TEKS BACAAN:
════
JAKARTA (Waspada): Wakil Ketua Komisi IX DPR RI Kurniasih Mufidayati kecewa dan menyatakan sedih sekali dan menyesalkan hilangnya mandatory spending dalam Rancangan Undang Undang (RUU) Omnibus Law Kesehatan karena Kementerian Keuangan belum menyetujui pasal mandatory spending masuk dalam RUU tersebut. Dari 9 fraksi, 5 fraksi tetap menginginkan adanya mandatori spending karena ini sangat penting apalagi untuk menghadapi kejadian luar biasa dan wabah.
“Saya sangat kecewa dan sedih sekali. Dari sisi titik temu samapi selesai pembicaraan Tingkat I tidak ada mandatory spending. Bagaimana mungkin Omnibuslaw Kesehatan tidak ada mandatory spending. Yang kita harapkan ada jaminan ketersediaan anggaran. Ini membuat pembahasann itu menjadi hambar. Saya kira dari Kementerian Keuangan tidak bisa memberikan,”ungkap Mufida dalam diskusi Forum Legislasi ‘Menakar Efektivitas RUU Kesehatan Mengendalikan Wabah Penyakit Menular’ di Media Center DPR RI, Jakarta, Selasa (4/7).
Mandatory spending jaminan anggaran yang diatur negara dalam Undang-Undang. Tujuan mandatory spending ini adalah untuk mengurangi masalah ketimpangan sosial dan ekonomi daerah.
Mandatory spending menurut Mufida merupakan amanat dari badan kesehatan dunia (WHO). “Ini amanat dari WHO. Afrika saja berani sekian persen jaminan ketersediaan pendanaan kesehatan. Tetapi kita Mandatory spending dihapus. Kita berharap DPR RI bisa meminta kepada Menkeu mumpung UUnya belum diketok (belum disahkan),”ujarnya.
════
DAFTAR ITEM:
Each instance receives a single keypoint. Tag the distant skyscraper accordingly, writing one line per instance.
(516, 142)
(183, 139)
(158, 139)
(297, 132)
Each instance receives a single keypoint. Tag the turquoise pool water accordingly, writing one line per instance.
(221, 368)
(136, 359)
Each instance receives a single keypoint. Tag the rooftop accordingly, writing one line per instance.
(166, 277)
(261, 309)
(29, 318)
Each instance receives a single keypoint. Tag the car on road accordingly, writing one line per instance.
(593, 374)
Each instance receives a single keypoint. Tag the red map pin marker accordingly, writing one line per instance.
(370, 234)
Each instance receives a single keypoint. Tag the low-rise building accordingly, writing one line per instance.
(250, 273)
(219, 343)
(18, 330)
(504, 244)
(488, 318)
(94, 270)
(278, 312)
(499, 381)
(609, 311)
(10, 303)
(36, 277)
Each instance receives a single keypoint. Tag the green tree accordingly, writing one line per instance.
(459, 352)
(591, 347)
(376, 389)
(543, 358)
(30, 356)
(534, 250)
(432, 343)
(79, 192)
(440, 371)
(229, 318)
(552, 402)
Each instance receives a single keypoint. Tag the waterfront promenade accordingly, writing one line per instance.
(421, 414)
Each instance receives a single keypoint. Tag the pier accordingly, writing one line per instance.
════
YANG HARUS DIKERJAKAN:
• a. Salin ulang bagian berita tentang mandatory spending, mulai dari "Mandatory spending jaminan" dan berakhir pada "dan ekonomi daerah.".
• b. Menurut berita tentang mandatory spending, berapa fraksi yang tetap menginginkan adanya mandatory spending?
• c. Teruskan berita tentang mandatory spending dalam RUU Kesehatan setelah kalimat terakhirnya.

DAFTAR JAWABAN:
• a.
Mandatory spending jaminan anggaran yang diatur negara dalam Undang-Undang. Tujuan mandatory spending ini adalah untuk mengurangi masalah ketimpangan sosial dan ekonomi daerah.

• b. Lima dari sembilan fraksi.

• c.
Dalam RUU Omnibuslaw Kesehatan ada klausul hak kewajiban dan larangan selama masa pandemi ataupun selama terjadinya wabah dan kejadian luar biasa. Beberapa pasal yang kita coba masukkan di dalam RUU itu, tapi memang dari semua ini yang sangat kami sesalkan khususnya dari Fraksi PKS itu sangat menyesalkan itu adalah hilangnya mandatory spending, karena di dalam situasi wabah diperlukan anggaran. Seperti Pandemi Covid 19 kita harus membutuhkan biaya yang sangat besar, anggaran yang sangat besar. Bahkan anggaran kesehatannya tidak hanya di kementerian kesehatan karena ditangani oleh satgas. Pada saat wabah pandemi ada anggaran yang didistribusikan untuk penanganan pandemi di kementerian yang lain ataupun badan yang lain dan di satgas itu sendiri.
“Jadi ketika jaminan anggaran ini dihapuskan itu menjadi kekhawatiran buat kami. Jangankan untuk mengantisipasi ketika terjadinya wabah, untuk yang kebutuhan sehari-hari dalam meningkatkan pelayanan kesehatan ataupun mewujudkan pelayanan kesehatan di negara kita butuh anggaran besar,”kata Mufida.
Kepala Biro Komunikasi dan Pelayanan Publik Kementerian Kesehatan, dr. Siti Nadia Tarmizi, M.Epid dalam hal itu menyatakan, komitmen pemerintah jelas untuk bisa mengeluarkan anggaran kesehatan. Alokasi anggaran tersedia untuk mendukung rencaba induk pembangunan kesehatan yang jelas dan butuhkan anggaran yang jelas. Penyusunan anggaran sesuai alokasi penggunaan anggaran. “Dalam rencana induk pembangunan kesehatan, Kemenkes mendukung ketersediaan anggaran sampai ke daerah, sehingga tercapai fasilitas kesehatan.
Terkait dengan adanya pasal kewajiban, menurut Nadia, kita harus berperan dalam upaya penanganan wabah atau kejadian luar biasa. Walaupun di sana dijamin haknya untuk orang yang kemudian menderita penyakit ataupun membutuhkan layanan kesehatan, tapi kewajiban itu termasuk berperan aktif dalam upaya memutuskan rantai penularan, termasuk misalnya tidak boleh menolak, intervensi ataupun penanganan yang harus dilakukan sebagai bagian dari partisipasi masyarakat kita bersama-sama dalam penanganan wabah tersebut.(j04)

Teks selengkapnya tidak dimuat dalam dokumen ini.